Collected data

>> START

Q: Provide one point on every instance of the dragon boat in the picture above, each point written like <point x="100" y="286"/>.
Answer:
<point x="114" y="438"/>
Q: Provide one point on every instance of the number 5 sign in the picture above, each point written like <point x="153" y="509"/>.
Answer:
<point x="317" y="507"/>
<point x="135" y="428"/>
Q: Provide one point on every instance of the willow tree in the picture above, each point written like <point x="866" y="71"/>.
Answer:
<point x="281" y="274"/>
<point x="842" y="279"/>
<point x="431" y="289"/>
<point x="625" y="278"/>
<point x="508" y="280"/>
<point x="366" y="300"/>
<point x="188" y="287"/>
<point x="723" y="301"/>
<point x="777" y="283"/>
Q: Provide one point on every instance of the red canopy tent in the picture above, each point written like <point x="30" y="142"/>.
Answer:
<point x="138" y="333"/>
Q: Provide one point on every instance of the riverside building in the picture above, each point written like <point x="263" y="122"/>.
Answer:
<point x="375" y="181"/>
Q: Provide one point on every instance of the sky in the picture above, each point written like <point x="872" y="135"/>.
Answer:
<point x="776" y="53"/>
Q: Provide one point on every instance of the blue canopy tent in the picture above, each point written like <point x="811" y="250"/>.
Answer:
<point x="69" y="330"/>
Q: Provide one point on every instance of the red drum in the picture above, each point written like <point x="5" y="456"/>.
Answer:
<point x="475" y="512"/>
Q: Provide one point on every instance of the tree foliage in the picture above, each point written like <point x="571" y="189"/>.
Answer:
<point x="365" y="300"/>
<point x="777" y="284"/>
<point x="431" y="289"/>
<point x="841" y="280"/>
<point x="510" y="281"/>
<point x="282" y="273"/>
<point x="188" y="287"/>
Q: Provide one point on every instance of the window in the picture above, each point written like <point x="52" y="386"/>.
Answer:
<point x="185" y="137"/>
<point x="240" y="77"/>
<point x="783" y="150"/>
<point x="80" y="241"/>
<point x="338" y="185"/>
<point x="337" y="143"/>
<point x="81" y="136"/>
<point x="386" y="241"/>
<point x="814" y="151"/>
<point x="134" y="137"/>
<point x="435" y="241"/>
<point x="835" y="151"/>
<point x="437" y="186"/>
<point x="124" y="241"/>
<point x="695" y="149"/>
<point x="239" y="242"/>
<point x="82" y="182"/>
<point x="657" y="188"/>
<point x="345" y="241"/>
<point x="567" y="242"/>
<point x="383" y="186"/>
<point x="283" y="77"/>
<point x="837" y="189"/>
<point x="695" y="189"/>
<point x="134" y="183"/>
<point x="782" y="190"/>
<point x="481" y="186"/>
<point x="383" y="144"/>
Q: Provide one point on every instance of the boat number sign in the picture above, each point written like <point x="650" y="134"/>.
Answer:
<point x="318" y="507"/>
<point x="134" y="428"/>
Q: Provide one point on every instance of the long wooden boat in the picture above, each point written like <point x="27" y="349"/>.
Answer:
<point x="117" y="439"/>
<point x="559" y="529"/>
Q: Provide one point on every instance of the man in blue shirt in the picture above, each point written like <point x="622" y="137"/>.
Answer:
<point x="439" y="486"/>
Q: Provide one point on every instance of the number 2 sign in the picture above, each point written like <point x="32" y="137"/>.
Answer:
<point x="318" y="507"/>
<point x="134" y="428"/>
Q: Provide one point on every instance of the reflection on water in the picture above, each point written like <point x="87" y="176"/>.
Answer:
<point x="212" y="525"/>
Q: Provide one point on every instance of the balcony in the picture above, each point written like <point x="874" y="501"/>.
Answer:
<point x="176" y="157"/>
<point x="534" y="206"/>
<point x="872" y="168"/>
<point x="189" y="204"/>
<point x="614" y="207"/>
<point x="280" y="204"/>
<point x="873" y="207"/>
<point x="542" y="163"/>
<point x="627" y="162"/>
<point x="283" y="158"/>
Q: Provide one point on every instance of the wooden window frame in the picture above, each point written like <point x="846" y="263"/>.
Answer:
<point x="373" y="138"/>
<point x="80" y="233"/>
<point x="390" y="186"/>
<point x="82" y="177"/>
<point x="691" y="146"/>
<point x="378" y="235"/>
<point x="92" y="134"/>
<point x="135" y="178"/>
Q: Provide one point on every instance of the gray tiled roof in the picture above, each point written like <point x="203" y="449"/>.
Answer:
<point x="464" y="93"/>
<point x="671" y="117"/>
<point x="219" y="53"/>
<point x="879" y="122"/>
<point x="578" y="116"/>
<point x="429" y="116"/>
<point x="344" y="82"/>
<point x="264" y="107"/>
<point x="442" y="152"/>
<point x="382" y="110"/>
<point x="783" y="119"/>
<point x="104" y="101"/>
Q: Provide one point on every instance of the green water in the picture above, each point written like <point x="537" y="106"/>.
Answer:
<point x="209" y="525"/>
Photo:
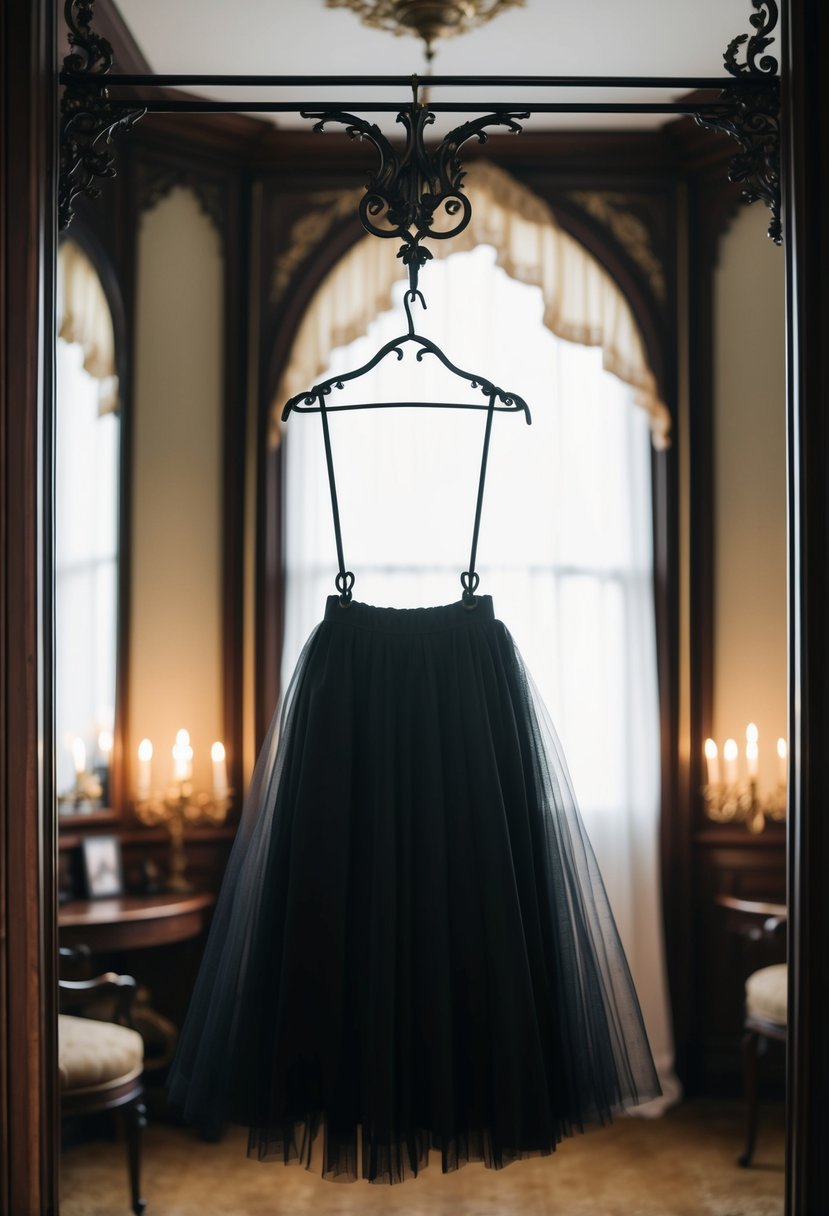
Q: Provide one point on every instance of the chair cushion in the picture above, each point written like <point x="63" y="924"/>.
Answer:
<point x="94" y="1053"/>
<point x="766" y="994"/>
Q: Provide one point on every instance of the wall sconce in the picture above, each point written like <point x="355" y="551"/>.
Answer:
<point x="180" y="804"/>
<point x="732" y="798"/>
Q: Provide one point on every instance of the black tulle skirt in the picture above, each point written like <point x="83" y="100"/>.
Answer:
<point x="412" y="949"/>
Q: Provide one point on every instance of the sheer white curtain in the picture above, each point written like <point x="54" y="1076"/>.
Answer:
<point x="565" y="549"/>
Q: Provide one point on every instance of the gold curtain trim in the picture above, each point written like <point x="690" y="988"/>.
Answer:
<point x="582" y="303"/>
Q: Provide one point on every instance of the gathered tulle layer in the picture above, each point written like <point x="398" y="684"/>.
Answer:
<point x="412" y="949"/>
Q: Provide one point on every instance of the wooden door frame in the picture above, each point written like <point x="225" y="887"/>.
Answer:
<point x="28" y="148"/>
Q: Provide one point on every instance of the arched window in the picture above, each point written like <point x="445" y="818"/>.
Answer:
<point x="565" y="542"/>
<point x="88" y="446"/>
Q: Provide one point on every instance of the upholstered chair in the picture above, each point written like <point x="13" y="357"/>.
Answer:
<point x="101" y="1063"/>
<point x="766" y="1017"/>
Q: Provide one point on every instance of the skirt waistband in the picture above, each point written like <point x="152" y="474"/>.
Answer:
<point x="410" y="620"/>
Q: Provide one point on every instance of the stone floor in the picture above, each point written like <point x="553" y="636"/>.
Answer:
<point x="681" y="1165"/>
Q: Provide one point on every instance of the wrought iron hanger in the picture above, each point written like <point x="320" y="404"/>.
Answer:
<point x="315" y="401"/>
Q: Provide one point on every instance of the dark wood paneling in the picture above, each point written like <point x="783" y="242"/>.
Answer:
<point x="806" y="184"/>
<point x="28" y="973"/>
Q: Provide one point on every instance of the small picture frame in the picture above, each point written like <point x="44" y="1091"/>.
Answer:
<point x="103" y="872"/>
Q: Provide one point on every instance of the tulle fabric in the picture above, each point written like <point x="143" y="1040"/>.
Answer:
<point x="412" y="950"/>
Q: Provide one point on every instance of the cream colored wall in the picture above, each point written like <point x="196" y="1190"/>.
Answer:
<point x="750" y="495"/>
<point x="175" y="612"/>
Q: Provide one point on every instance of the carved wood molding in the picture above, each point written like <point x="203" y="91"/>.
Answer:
<point x="326" y="209"/>
<point x="615" y="212"/>
<point x="156" y="180"/>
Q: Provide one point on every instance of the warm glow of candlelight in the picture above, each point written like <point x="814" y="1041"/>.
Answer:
<point x="219" y="770"/>
<point x="145" y="767"/>
<point x="182" y="756"/>
<point x="751" y="750"/>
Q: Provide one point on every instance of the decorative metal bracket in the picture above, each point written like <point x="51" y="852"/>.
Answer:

>> END

**WHAT THE EXERCISE ASKS:** Output an exact copy of the lines beginning at the one that holds "Q: Provide one point on every instance of the small" and running through the final line of the records.

**TASK SOLUTION:**
Q: Provide one point on every instance of the small picture frame in the picture above, each point written like <point x="44" y="1091"/>.
Answer:
<point x="103" y="872"/>
Q: Provide one point on every instance of the tulle fabric in the picture above, each point written like <point x="143" y="1040"/>.
Answer:
<point x="412" y="950"/>
Q: Provide one point on every instance of the cream colored wall in the picture above, each point written like <point x="196" y="1190"/>.
Answer:
<point x="750" y="495"/>
<point x="175" y="612"/>
Q: Provide one point on every instance of the carved wood molding in the picture above, each point written like <point x="203" y="91"/>.
Answer:
<point x="326" y="209"/>
<point x="615" y="212"/>
<point x="156" y="180"/>
Q: Provide one point on every instance of the warm glow of candlelight in the picture above, each point written like <point x="814" y="1041"/>.
Answer:
<point x="219" y="770"/>
<point x="145" y="767"/>
<point x="182" y="756"/>
<point x="751" y="750"/>
Q: Provide one point on every instance of the decorative metal bracket in the picture above, each point written like <point x="51" y="852"/>.
Answer:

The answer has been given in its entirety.